WHAT THE EXERCISE ASKS:
Everything from the line with "Where can the dog's front leg be seen here?" to the end of the data should be restated word for word, and nothing before it.
* * * * *
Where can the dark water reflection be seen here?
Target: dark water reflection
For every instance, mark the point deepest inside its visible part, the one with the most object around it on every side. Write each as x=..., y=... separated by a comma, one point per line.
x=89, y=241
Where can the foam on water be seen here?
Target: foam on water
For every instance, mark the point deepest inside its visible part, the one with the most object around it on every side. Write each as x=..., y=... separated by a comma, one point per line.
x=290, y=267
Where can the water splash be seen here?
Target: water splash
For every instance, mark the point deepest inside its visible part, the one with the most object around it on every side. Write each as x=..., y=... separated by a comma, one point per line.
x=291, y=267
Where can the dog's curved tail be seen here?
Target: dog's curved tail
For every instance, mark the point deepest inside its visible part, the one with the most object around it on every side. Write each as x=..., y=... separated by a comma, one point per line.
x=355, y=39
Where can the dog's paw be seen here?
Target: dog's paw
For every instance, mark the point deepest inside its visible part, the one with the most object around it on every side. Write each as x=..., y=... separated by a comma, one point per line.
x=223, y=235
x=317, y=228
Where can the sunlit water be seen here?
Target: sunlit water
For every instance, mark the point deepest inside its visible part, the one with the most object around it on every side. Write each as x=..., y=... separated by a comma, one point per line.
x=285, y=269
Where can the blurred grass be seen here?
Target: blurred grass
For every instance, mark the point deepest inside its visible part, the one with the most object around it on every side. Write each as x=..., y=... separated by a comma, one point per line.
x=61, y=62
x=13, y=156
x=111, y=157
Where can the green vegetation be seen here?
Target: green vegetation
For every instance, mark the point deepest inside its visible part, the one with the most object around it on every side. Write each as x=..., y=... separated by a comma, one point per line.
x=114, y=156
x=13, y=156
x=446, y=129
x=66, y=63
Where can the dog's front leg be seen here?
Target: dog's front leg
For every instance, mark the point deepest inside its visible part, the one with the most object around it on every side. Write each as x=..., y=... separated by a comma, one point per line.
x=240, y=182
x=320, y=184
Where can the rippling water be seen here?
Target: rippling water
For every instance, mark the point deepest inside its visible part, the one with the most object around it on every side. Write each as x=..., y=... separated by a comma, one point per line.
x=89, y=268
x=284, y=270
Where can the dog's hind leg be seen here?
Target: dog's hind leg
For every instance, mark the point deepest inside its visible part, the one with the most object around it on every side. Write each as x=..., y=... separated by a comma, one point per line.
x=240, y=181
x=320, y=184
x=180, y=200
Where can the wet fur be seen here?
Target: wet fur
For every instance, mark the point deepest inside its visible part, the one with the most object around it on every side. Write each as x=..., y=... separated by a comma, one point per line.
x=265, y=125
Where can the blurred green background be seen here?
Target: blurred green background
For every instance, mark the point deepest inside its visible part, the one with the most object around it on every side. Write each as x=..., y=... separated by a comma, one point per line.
* * * * *
EXERCISE SOLUTION:
Where can the dog's front leg be seen here?
Target: dog's front leg
For every instance, mark the point deepest inside its visible part, the one with the most object around it on every side. Write each as x=..., y=... separated by a comma, one point per line.
x=240, y=182
x=320, y=184
Where can the rippling water be seen here?
Target: rippling water
For every instance, mark the point deepest inside its visible part, the one with the most object around it on every side. Write each as x=..., y=... separated by a comma, one point per line.
x=89, y=268
x=284, y=270
Where can the dog's hind leg be seen here?
Target: dog's hind leg
For every instance, mark the point deepest inside its visible part, the one with the most object around it on every side. Write each as x=..., y=... separated by a comma, one point per line.
x=240, y=181
x=320, y=184
x=180, y=200
Where can the wet fur be seen here?
Target: wet fur
For every instance, mark the point deepest inside its visible part, the one with the most object around it on every side. Write each as x=..., y=... separated by a comma, one point per line.
x=265, y=125
Where can the blurred green background be seen here?
Target: blurred green background
For every instance, mark the point deepest inside its visible part, the one with the most object around it on every side. Write each as x=..., y=... separated by a comma, one point per line.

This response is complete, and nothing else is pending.